> Task directions
For the records below, print the lines from the line with "Q: Mark a point on every instance of the wooden" through the line with "Q: Mark a point on every instance of the vertical" exactly as written; include both end lines and exclude the rest.

(Collected data entries)

+===+

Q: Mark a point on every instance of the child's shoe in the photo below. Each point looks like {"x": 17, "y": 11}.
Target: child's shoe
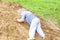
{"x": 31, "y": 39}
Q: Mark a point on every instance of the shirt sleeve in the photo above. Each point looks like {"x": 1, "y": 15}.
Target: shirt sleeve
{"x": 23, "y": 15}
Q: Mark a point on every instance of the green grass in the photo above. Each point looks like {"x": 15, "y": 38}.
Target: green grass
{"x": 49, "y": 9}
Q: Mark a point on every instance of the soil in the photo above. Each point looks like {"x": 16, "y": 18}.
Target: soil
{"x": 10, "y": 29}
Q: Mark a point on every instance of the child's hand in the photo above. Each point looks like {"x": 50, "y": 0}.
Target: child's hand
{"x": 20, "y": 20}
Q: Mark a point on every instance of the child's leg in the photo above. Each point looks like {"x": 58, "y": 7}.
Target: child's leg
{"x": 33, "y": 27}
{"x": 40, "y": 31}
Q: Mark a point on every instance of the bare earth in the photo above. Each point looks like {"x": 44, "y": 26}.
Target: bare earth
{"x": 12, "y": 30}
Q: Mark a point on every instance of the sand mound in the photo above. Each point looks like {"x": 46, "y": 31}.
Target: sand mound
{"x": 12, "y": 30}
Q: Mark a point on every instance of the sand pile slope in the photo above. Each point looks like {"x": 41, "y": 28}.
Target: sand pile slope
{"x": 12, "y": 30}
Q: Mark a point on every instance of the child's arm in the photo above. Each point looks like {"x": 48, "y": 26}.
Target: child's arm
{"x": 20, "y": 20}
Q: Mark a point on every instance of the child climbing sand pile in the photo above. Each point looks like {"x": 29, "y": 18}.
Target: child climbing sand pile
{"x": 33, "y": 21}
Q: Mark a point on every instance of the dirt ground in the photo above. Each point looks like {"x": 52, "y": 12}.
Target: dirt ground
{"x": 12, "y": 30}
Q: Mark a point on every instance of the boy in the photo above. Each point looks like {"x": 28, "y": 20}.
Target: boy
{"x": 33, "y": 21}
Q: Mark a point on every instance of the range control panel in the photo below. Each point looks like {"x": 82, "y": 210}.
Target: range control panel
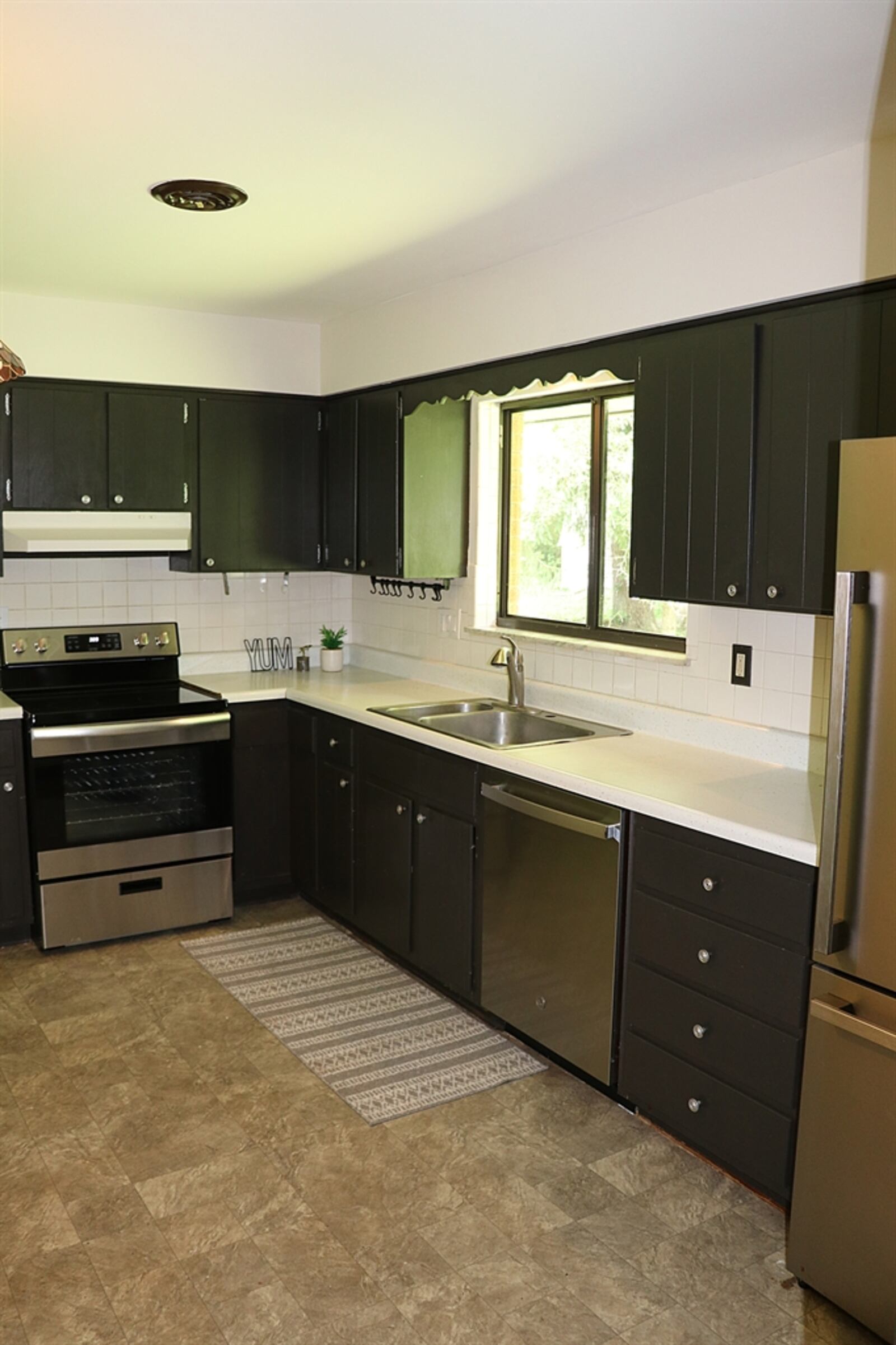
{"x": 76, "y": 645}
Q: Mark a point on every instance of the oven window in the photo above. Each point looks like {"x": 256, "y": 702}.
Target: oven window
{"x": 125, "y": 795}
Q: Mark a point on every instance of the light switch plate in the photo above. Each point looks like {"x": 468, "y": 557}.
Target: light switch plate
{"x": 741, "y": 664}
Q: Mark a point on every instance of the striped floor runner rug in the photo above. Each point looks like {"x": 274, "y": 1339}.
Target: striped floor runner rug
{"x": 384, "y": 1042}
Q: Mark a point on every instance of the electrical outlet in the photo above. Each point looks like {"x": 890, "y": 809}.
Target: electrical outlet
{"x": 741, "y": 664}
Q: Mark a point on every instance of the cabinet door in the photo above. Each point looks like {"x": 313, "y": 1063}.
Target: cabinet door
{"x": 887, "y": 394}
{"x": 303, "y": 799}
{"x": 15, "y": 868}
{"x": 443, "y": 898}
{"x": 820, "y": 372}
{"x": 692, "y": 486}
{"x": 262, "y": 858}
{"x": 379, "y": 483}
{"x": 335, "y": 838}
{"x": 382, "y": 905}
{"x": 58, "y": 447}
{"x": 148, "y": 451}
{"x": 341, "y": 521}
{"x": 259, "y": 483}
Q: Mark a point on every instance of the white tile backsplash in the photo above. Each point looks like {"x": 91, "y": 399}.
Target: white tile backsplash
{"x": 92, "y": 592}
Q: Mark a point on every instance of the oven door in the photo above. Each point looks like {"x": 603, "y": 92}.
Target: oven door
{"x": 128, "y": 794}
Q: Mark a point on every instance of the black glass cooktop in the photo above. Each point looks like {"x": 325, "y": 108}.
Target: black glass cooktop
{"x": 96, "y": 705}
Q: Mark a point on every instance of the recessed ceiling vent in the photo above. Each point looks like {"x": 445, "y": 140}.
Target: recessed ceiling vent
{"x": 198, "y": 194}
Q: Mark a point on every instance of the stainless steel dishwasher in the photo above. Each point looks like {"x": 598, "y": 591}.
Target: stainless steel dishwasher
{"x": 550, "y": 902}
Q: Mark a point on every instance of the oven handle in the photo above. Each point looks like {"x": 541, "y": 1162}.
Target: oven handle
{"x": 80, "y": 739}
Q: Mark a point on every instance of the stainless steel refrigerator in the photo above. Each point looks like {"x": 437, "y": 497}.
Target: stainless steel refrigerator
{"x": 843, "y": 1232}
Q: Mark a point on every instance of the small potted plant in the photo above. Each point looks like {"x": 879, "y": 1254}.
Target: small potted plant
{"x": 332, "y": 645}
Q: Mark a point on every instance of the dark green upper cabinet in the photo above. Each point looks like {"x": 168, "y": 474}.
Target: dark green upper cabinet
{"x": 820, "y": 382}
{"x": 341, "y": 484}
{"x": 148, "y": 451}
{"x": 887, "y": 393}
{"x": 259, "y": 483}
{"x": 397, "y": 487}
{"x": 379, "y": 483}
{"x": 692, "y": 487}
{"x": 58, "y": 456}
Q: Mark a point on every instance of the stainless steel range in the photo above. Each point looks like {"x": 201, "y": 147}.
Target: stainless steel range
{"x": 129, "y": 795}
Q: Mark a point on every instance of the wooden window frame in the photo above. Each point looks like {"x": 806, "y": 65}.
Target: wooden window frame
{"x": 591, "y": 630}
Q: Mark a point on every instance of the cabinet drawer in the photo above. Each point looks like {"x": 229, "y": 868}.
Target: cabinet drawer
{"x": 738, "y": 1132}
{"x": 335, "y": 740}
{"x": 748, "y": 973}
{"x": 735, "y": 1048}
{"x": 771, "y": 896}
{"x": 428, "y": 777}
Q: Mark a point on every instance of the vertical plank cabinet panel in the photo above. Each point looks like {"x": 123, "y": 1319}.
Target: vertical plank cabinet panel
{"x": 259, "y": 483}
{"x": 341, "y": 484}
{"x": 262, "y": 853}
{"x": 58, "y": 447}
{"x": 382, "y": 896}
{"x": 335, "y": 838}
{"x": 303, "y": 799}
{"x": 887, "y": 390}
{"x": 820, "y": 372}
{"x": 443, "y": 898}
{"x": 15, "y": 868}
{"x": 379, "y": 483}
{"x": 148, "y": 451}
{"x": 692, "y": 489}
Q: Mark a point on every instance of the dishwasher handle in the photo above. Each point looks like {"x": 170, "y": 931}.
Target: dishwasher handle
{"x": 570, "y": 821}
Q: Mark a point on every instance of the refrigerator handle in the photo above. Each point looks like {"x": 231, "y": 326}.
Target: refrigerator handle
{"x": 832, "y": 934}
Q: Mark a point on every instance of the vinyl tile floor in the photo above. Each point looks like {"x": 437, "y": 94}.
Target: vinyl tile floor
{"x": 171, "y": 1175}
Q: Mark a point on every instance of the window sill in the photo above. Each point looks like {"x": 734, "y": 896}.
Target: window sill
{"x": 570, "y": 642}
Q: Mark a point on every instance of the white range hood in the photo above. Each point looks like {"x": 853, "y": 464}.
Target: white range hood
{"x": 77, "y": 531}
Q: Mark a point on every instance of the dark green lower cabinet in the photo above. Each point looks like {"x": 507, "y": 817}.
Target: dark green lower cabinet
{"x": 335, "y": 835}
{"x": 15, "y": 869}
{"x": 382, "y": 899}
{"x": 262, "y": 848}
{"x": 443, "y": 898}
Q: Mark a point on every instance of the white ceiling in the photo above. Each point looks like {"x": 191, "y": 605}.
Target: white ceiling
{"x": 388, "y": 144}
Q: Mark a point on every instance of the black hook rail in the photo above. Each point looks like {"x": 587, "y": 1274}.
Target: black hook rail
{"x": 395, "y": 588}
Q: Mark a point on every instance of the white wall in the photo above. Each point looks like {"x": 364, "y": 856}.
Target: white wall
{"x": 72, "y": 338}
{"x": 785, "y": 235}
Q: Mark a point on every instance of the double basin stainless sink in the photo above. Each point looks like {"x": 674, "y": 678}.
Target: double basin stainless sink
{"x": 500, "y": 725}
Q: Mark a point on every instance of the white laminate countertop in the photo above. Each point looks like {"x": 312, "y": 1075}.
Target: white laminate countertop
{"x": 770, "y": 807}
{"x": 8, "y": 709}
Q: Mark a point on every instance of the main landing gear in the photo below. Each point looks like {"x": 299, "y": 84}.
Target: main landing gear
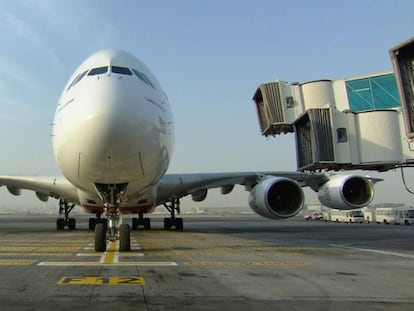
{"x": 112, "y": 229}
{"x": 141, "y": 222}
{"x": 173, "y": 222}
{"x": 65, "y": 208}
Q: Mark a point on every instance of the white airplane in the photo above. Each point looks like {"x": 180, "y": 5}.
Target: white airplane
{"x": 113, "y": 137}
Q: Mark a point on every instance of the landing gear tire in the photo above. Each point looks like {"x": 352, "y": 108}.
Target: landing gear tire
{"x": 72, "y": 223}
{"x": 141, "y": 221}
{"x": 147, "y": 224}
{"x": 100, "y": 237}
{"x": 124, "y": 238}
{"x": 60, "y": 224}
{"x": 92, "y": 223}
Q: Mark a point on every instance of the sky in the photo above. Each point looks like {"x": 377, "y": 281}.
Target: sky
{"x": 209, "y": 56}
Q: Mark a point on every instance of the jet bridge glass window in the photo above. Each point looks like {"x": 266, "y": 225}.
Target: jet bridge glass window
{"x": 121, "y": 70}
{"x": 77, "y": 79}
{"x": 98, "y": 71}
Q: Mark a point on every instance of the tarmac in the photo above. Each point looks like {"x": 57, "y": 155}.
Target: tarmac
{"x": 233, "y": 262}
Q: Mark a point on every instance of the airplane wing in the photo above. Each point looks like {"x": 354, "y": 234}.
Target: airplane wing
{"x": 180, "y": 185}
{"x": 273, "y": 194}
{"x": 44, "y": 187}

+===+

> Problem solution
Q: Mark a point on every instance of the wooden window frame in the photo above. Each point looks like {"x": 806, "y": 65}.
Target: wooden window frame
{"x": 591, "y": 630}
Q: Mark a point on every instance of the cabinet drawer in the photo above. Each point looks like {"x": 229, "y": 868}.
Target: cabinet drawer
{"x": 738, "y": 1132}
{"x": 335, "y": 740}
{"x": 748, "y": 973}
{"x": 735, "y": 1048}
{"x": 771, "y": 896}
{"x": 428, "y": 777}
Q: Mark a point on every instance of the vertical plank cabinet panel in the photo above. Each point looks like {"x": 123, "y": 1319}.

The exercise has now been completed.